• **What the task asks**
Reproduce the material below with every occurrence of "turning-movement log" replaced by "traffic count sheet", leaving all other text unchanged.

──────── Listed entries

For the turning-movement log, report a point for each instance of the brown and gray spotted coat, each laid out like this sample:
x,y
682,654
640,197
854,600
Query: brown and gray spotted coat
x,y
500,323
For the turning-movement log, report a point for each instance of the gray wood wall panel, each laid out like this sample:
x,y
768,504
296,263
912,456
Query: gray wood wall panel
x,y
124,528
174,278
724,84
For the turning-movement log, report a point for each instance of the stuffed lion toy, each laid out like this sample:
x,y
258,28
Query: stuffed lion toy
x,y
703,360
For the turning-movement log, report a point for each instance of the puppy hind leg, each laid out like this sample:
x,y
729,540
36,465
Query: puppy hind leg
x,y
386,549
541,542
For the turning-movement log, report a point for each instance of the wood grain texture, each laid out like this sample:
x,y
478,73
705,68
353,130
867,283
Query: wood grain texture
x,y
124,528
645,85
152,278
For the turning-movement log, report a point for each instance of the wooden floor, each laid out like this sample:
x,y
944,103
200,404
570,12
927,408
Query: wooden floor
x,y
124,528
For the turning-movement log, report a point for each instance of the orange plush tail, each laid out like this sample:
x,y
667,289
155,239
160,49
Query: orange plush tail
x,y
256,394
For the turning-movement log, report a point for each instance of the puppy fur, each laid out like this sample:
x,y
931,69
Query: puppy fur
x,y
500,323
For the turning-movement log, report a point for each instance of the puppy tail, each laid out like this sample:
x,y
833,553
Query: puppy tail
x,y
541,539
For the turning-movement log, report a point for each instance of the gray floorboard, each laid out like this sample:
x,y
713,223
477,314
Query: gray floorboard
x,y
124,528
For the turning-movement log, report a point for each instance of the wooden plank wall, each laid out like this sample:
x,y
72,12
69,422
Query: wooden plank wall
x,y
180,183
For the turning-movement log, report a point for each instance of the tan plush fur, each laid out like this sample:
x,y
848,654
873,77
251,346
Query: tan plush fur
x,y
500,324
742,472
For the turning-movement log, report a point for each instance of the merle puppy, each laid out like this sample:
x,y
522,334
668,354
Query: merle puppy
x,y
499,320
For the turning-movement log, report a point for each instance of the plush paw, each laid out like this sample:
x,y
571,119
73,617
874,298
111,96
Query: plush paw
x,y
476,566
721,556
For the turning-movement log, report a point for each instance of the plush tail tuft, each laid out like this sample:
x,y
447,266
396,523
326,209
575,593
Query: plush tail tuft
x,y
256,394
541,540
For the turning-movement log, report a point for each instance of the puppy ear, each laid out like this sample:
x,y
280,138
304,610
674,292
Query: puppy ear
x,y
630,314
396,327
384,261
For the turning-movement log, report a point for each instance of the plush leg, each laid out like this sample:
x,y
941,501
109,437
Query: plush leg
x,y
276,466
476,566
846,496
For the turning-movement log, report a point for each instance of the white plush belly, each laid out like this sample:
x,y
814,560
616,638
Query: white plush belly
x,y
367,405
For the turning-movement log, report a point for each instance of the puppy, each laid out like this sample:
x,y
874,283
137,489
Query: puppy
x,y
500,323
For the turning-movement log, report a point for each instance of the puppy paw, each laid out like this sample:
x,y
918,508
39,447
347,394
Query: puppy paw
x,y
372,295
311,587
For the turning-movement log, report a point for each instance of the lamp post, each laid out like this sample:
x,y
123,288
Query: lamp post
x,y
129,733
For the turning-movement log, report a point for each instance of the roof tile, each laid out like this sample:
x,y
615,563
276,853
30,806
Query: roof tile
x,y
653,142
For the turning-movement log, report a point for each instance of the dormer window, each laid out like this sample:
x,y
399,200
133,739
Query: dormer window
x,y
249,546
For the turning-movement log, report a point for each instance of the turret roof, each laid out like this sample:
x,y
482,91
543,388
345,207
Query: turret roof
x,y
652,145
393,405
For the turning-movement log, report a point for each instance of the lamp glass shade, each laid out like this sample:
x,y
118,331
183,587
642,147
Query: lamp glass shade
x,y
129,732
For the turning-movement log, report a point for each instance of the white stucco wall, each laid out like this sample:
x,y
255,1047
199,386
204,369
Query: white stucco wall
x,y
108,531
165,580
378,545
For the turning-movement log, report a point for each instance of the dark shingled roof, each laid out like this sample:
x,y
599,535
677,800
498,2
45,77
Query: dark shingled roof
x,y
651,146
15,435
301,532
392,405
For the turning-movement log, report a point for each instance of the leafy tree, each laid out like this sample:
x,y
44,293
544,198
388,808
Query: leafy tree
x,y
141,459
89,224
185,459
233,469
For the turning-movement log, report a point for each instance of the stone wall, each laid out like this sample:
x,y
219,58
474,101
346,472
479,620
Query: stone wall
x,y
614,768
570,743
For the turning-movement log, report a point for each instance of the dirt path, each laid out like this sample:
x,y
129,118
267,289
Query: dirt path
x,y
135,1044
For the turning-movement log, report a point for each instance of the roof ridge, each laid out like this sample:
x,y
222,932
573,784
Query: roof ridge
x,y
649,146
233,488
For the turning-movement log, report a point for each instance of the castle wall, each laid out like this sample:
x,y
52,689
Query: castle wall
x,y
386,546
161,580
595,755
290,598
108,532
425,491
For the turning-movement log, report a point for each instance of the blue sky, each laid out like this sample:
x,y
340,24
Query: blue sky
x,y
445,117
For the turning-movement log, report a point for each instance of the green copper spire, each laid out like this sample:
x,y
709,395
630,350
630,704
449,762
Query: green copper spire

────────────────

• **Exercise response**
For the traffic count sheet, report a point for each instance of the brown and gray spotted coat, each laid out like this sample:
x,y
682,654
640,197
854,600
Query: brown and gray spotted coat
x,y
500,323
For the traffic count sheet, report a point for each instance of the gray wood wall panel, each laid out like this sample:
x,y
768,504
296,263
912,456
Query: gray wood wall panel
x,y
124,528
174,278
724,84
For the traffic count sheet, report a point for each instance of the stuffed lion toy, each laid out like this sample:
x,y
258,28
Query: stuffed lion toy
x,y
703,360
For the traffic count sheet, report a point for each instance of the puppy hind leg, each laid out like this sample:
x,y
729,540
36,465
Query: puppy hind leg
x,y
386,549
541,542
For the traffic count sheet, report a point for each instance of the wood grain texture, each laid out like this sample:
x,y
478,73
705,68
353,130
867,283
Query: wood grain texture
x,y
124,528
645,85
152,278
For the traffic count sheet, report a point for each instance of the wooden floor, each laid out like this sample:
x,y
944,103
200,404
570,12
927,408
Query: wooden floor
x,y
124,528
For the traffic count sheet, report a point for each instance of the orange plush tail, each laid out like this sample:
x,y
667,289
155,239
160,49
Query: orange plush tail
x,y
256,394
For the traffic count sheet, report a point for each instance of the puppy fur, each laid out like this sample:
x,y
931,69
Query: puppy fur
x,y
500,323
For the traffic count sheet, report a point for each instance of the puppy tail, each laid out like this sample:
x,y
833,553
Query: puppy tail
x,y
541,539
For the traffic count sheet, report a point for each instance of the gray floorboard, each laid out like this sample:
x,y
713,223
477,314
Query: gray floorboard
x,y
124,528
For the traffic count sheet, report a point for each instance of the wooden plank wall, each laid out like this sample:
x,y
72,12
69,422
Query: wooden plank wall
x,y
180,183
For the traffic count sheet, report a point for each instance of the tan plush fur, each laid out like this sample:
x,y
848,654
873,77
251,346
Query: tan plush fur
x,y
500,324
742,472
For the traffic count sheet, report a point for each instance of the merle puppy, each laid out like this sample:
x,y
522,334
668,354
Query: merle puppy
x,y
499,320
For the traffic count sheet, report a point for each instance of the plush paw, each laid out like this sample:
x,y
571,119
73,617
874,298
111,96
Query: plush paw
x,y
476,566
721,556
For the traffic count sheet, report a point for each instance of the plush tail tuft, each laid out like this sample:
x,y
447,266
396,523
326,209
575,593
Query: plush tail tuft
x,y
256,394
541,540
For the traffic count sheet, report a point for each instance of the puppy ear, each laid out like this sample:
x,y
280,138
304,610
674,292
Query: puppy ear
x,y
630,314
396,327
384,261
For the traffic count sheet, report a point for each instance of the plush leg, each laid out like this sample:
x,y
941,501
109,437
Query: plush leg
x,y
276,466
476,566
846,496
For the traffic count sheet, report a point for each instance of the white plush belly, each laid out like this sample:
x,y
814,560
616,638
Query: white plush belly
x,y
367,405
For the traffic count sheet, report a point for each instance of the puppy, each laid out like this sample:
x,y
874,283
137,489
Query: puppy
x,y
500,323
For the traffic count sheet, report a point for each instance of the puppy paw, each laid out like this sample:
x,y
918,508
39,447
347,394
Query: puppy paw
x,y
372,295
311,587
For the traffic count sheet, report a point for each instance of the lamp post, each laid out like this sample:
x,y
123,288
Query: lamp post
x,y
129,733
For the traffic count sheet, report a point for each instance of the roof tile, each laid out like this sample:
x,y
615,563
276,853
30,806
Query: roof tile
x,y
653,142
For the traffic count sheet, report a point for each instance of the dormer window, each laid out like this sample:
x,y
399,200
133,739
Query: dormer window
x,y
249,546
For the traffic count sheet, report a point for each instance of the turret roof, each laid out like this sample:
x,y
482,91
543,388
345,207
Query: turret roof
x,y
652,145
393,405
For the traffic count sheet, report a point for each instance of the lamp glass shade, each laid out like this sample:
x,y
118,331
183,587
642,147
Query: lamp glass shade
x,y
129,732
For the traffic count sheet, report a point for each instance of the white stucco wall, each laid out like this sample:
x,y
255,1047
199,386
204,369
Query: white stucco wall
x,y
108,531
165,580
378,545
For the traffic count sheet, report a point for each instance of the dark shingled roof, each laid out like this sample:
x,y
599,535
677,800
498,2
45,77
Query: dark shingled roof
x,y
651,146
15,435
301,532
392,405
For the traffic count sheet, report a point for each instance of the leafy tree, each laid out like this sample:
x,y
44,293
544,198
388,808
Query: leafy tree
x,y
141,459
89,224
185,459
233,469
For the traffic count sheet, report a point for each instance of the stone wall, each laid out like this sample:
x,y
219,58
474,101
346,472
479,620
Query: stone wall
x,y
614,768
570,743
For the traffic count sheet, report a point for each instance of the dirt path, each laid out like this sample:
x,y
129,118
267,289
Query: dirt path
x,y
135,1044
For the traffic count sheet, report a point for each instance of the roof ridge, each laid out like this sample:
x,y
222,932
573,784
Query: roof ridge
x,y
649,146
233,488
For the traffic count sheet, report a point for each instance of the castle wall, each laid out like this sample:
x,y
52,689
Query: castle wall
x,y
386,546
161,580
595,755
290,598
108,532
425,491
For the traffic count sheet, report a point for each instance of the blue sky, each laid out like this sample:
x,y
340,24
Query: blue sky
x,y
445,117
For the traffic count sheet, report a point for each instance of the green copper spire, each laid out like this sample:
x,y
709,395
630,350
630,704
449,762
Query: green copper spire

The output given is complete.